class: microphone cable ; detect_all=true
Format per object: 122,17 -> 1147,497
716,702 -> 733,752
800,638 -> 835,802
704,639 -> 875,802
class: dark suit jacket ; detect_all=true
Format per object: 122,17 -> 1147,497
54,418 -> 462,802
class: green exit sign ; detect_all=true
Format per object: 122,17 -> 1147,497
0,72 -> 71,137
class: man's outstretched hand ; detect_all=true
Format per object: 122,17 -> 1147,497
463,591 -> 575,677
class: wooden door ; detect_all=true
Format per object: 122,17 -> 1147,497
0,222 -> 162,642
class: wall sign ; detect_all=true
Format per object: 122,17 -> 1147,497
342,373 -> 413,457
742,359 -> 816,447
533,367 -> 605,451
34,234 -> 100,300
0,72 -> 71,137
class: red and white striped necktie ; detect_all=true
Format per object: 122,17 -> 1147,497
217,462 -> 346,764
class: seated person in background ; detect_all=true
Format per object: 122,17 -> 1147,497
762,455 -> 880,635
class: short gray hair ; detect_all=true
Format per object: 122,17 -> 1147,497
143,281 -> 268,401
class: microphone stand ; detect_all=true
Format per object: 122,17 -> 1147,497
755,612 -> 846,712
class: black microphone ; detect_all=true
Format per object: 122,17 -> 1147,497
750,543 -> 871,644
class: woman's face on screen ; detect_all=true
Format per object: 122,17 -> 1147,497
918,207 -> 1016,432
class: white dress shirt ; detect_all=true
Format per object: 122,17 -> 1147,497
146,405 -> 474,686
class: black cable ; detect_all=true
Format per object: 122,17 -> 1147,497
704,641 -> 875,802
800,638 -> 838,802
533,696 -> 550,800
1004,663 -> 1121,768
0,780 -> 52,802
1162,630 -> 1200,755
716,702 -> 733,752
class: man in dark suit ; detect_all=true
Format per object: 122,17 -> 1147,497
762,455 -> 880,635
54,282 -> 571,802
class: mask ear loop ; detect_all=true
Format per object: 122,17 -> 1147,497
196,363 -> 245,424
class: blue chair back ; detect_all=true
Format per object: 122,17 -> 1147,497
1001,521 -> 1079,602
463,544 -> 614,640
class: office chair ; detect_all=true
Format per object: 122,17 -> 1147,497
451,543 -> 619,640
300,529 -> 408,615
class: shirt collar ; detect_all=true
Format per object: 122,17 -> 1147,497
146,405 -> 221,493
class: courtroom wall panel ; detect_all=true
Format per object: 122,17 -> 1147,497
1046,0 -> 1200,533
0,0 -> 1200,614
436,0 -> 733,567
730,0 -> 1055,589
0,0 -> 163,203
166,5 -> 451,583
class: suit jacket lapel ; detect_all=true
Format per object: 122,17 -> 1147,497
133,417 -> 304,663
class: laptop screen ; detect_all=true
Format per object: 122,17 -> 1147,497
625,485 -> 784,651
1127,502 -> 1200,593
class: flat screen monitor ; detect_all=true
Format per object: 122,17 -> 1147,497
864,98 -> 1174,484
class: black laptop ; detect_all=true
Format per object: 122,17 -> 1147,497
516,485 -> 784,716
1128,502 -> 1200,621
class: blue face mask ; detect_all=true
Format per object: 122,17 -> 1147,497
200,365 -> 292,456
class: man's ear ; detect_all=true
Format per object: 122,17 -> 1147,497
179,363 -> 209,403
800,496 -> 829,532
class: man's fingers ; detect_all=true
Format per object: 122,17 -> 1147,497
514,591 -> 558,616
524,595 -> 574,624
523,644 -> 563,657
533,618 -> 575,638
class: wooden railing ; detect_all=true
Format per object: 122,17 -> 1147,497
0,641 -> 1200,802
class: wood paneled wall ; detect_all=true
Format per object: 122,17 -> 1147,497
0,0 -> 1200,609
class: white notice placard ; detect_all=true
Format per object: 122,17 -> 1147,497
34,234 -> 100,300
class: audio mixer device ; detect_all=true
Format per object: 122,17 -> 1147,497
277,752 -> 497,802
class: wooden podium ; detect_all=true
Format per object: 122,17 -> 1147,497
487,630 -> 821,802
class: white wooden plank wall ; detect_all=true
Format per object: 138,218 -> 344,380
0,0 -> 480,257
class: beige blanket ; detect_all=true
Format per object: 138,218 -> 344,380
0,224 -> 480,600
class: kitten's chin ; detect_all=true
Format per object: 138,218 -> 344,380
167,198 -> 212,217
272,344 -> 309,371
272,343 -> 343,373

--- PROBLEM REQUIREMENTS ---
Could you reproduce all of the records above, line for line and unchanged?

--- EXERCISE RESULT ---
class: microphone cable ; detect_all=true
Format per object: 122,17 -> 1147,497
716,702 -> 733,752
800,638 -> 835,802
704,639 -> 875,802
class: dark suit jacket ; detect_all=true
Format per object: 122,17 -> 1147,497
54,418 -> 462,802
class: green exit sign ; detect_all=true
Format per object: 122,17 -> 1147,497
0,72 -> 71,137
class: man's outstretched hand ; detect_all=true
Format per object: 122,17 -> 1147,497
463,591 -> 575,677
class: wooden door ; detect_all=true
Format per object: 122,17 -> 1147,497
0,222 -> 162,642
class: wall sign ; detect_all=true
Format per object: 122,17 -> 1147,497
342,373 -> 413,457
742,359 -> 816,447
533,367 -> 605,451
34,234 -> 100,300
0,72 -> 71,137
class: red and white striped necktie ; detect_all=true
Format per object: 122,17 -> 1147,497
217,462 -> 346,764
class: seated person in background ; detect_all=true
Format per object: 122,17 -> 1147,497
762,455 -> 880,635
class: short gray hair ; detect_all=true
Format per object: 122,17 -> 1147,497
143,281 -> 268,401
class: microphone stand ; detect_all=true
Format per object: 122,17 -> 1147,497
755,612 -> 846,712
class: black microphone ; detect_all=true
Format per object: 122,17 -> 1147,497
750,543 -> 871,644
class: woman's face on screen ; detect_all=true
Format per object: 122,17 -> 1147,497
918,207 -> 1016,432
class: white dress shirt ; detect_all=true
Format per object: 122,17 -> 1147,497
146,405 -> 474,686
class: black cable ; detect_all=true
Format per object: 122,17 -> 1147,497
704,641 -> 875,802
800,638 -> 838,802
533,696 -> 550,800
1004,663 -> 1121,768
0,780 -> 52,802
1162,630 -> 1200,755
716,702 -> 733,752
class: man in dark suit ; detect_all=true
Format per object: 122,17 -> 1147,497
762,455 -> 880,635
54,282 -> 571,802
class: mask ear loop ; detect_all=true
Format per object: 122,17 -> 1147,497
196,363 -> 245,424
class: blue chair back ; detect_all=true
Format per object: 122,17 -> 1147,497
1001,521 -> 1079,602
463,544 -> 614,640
class: office chair ; detect_all=true
Format per object: 122,17 -> 1147,497
451,543 -> 619,640
300,529 -> 408,615
class: shirt collar ; detect_all=true
Format per object: 122,17 -> 1147,497
146,405 -> 221,493
class: courtroom wall panel ; detect_all=true
Format per object: 122,17 -> 1147,497
1046,0 -> 1200,533
0,0 -> 1200,614
436,0 -> 733,567
730,0 -> 1055,589
0,0 -> 163,203
166,5 -> 451,583
class: suit jacket lapel ; detect_all=true
Format per object: 122,17 -> 1147,497
133,417 -> 304,663
class: laptop screen ; detect_all=true
Format per object: 122,17 -> 1147,497
625,485 -> 784,651
1127,502 -> 1200,593
class: flat screen monitor ; detect_all=true
Format per object: 122,17 -> 1147,497
864,98 -> 1174,484
class: black laptop ; detect_all=true
Format per object: 122,17 -> 1147,497
516,485 -> 784,716
1128,502 -> 1200,621
class: blue face mask ; detect_all=true
Format per object: 122,17 -> 1147,497
200,365 -> 292,456
class: man's ear ; detect_all=true
Format per object: 122,17 -> 1147,497
179,363 -> 209,403
800,496 -> 829,532
class: man's fingers ; detect_all=true
Format per object: 122,17 -> 1147,497
514,591 -> 558,616
524,595 -> 574,624
523,644 -> 563,657
533,618 -> 575,638
class: wooden railing ; detect_all=true
Format per object: 122,17 -> 1147,497
0,641 -> 1200,802
class: wood paneled wall ; detect_all=true
Format per object: 122,17 -> 1147,497
0,0 -> 1200,609
class: white notice placard ; detect_all=true
Format per object: 122,17 -> 1147,497
34,234 -> 100,300
class: audio mixer device ; detect_all=true
Format per object: 122,17 -> 1147,497
277,752 -> 497,802
class: wooden podium ; detect_all=true
Format per object: 122,17 -> 1147,497
487,630 -> 821,802
class: white wooden plank wall ; detect_all=true
Format per object: 138,218 -> 344,380
0,0 -> 480,257
class: beige blanket ; detect_all=true
Format per object: 138,218 -> 344,380
0,224 -> 480,600
class: kitten's chin ; detect_all=true
Format per object: 138,218 -> 344,380
167,198 -> 212,217
272,344 -> 309,371
272,343 -> 343,373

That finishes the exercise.